__REQUIREMENT__: Could you print each entry below verbatim while omitting the pictures?

★ ★ ★ ★ ★

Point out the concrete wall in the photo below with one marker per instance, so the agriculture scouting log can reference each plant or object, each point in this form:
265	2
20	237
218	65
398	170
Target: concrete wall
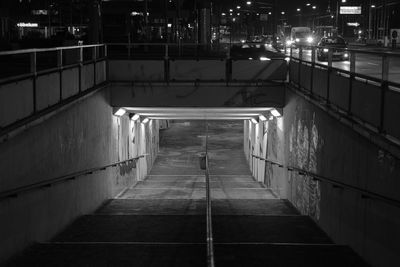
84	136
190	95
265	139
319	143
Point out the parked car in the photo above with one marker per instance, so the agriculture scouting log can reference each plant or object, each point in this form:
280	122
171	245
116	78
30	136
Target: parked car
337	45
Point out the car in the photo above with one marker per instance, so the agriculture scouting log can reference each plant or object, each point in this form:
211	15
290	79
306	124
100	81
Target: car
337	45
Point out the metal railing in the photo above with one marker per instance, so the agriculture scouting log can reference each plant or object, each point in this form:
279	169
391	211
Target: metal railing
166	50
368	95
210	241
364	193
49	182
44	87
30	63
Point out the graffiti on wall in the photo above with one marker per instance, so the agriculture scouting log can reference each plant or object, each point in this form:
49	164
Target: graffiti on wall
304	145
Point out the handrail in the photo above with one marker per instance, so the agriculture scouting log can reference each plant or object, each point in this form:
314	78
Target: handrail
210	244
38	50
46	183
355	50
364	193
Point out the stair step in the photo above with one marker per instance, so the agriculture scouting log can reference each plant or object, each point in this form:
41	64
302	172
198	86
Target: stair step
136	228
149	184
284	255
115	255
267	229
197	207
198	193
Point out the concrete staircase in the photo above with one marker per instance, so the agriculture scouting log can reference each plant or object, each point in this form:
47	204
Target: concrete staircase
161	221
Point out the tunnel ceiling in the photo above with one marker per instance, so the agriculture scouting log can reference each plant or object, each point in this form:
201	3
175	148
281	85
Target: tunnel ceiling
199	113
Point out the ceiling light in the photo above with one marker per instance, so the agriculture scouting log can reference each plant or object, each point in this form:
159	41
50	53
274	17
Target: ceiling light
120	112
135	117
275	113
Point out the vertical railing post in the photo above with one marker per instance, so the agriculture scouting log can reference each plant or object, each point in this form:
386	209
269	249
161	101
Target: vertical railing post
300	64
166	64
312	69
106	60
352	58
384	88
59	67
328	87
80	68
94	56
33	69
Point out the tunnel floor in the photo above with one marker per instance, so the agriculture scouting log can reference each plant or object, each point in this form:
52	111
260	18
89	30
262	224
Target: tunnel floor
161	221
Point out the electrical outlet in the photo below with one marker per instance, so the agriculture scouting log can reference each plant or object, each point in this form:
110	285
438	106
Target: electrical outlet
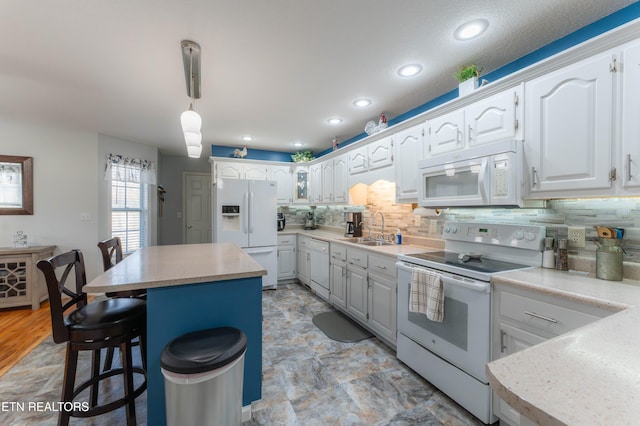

★ ★ ★ ★ ★

__TASK OUTPUT__:
Point out the concrete wall in the photo below with one marker per instance, so the agriculture scouting log can reference each plant or object, each point in this form:
265	2
20	237
218	65
398	170
Target: concrete wall
84	136
190	95
265	139
319	143
Point out the parked car in the photo above with one marker per instance, so the agriculture scouting log can reference each plant or object, each point in this form:
280	122
171	245
116	78
30	136
Target: parked car
337	45
Point out the car in the photo above with one marker per instance, so the agriculture scouting log can reference each plant or object, each point in this form:
211	15
290	79
306	124
100	81
Target: car
337	45
Point out the metal railing in the photo above with one marker per instance, so the agriculture scouting log can reference each plant or object, each point in this form:
279	169
391	211
Target: metal railing
166	50
368	95
210	241
364	193
49	182
44	87
30	63
Point out the graffiti on wall in the photo above with one marker per instance, so the agriculture scouting log can reference each plant or object, each point in this form:
49	164
Target: graffiti on wall
304	145
Point out the handrail in the photo above with one marker per instance, so the agriculture scouting log can reference each plant or object, each point in this form:
314	78
Target: handrail
210	244
38	50
46	183
355	50
364	193
Point out the stair step in the photo above with one marker per instance, so the agriculture scouting log can reference each plant or object, each point in this form:
41	64
302	172
198	86
Target: stair step
136	228
149	184
284	255
115	255
267	229
197	207
198	193
Point out the concrete staircase in the photo above with one marker per instance, so the agriculture scouting log can reference each plant or object, each point in this form:
47	204
Target: concrete staircase
161	221
Point out the tunnel ceiling in the photo above with one marker per instance, so the agriculture scouting log can reference each plant or object, each point in this form:
201	3
175	148
281	85
Target: tunnel ceiling
199	113
Point out the ceiling light in the photo above with one marker per instance, so the agriculture scouting log can reference each plant or object, each point in this form:
159	41
50	53
274	17
Target: ceiling light
120	112
135	117
275	113
Point out the vertical railing post in the photo above with one marker per instance, so the agriculture scouting log can reference each plant or object, each point in this form:
386	209
269	249
161	101
Target: vertical railing post
300	64
166	64
312	69
106	60
352	58
384	88
59	67
328	87
80	68
94	56
33	69
Point out the tunnel floor in the photo above with one marker per instance, so the agriculture scouting log can reference each plant or object, each point in this form:
52	111
260	18
89	30
262	224
Target: tunnel floor
161	221
Point out the electrical outlet in the photo below with one marker per instance, so the agriculture scouting log can reference each plant or object, each point in this form:
110	285
438	106
Target: electrical outlet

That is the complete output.